§ Objective
Report how many lines in the records below contain the string "Target", matching case exactly, and give only that number.

§ Source material

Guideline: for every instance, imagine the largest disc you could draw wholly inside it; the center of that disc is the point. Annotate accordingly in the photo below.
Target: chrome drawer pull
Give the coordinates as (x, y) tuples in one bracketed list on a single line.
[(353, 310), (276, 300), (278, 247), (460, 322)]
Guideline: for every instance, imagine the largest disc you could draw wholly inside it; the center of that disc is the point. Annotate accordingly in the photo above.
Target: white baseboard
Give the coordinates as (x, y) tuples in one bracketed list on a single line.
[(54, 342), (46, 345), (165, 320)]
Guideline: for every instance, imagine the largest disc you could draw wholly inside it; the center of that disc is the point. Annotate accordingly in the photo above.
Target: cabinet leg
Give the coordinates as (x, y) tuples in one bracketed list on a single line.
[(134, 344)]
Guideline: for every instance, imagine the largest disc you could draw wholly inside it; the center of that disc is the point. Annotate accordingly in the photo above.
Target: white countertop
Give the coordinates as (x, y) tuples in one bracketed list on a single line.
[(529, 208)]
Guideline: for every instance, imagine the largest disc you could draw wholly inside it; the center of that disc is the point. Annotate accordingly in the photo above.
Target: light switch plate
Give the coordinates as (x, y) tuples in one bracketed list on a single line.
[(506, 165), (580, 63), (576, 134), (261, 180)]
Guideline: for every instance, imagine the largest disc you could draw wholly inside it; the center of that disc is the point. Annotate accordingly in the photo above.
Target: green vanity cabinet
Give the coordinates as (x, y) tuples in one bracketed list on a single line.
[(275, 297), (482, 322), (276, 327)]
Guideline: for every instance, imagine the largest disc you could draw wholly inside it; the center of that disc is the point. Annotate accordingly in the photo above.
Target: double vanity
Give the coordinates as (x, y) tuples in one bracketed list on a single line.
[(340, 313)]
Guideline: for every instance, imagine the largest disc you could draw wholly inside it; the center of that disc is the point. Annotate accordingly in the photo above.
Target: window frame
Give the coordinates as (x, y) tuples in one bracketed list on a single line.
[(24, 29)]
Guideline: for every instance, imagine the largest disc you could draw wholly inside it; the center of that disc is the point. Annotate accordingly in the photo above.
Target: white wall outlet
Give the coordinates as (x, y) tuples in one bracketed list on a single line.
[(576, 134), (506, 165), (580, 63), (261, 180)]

§ Response
9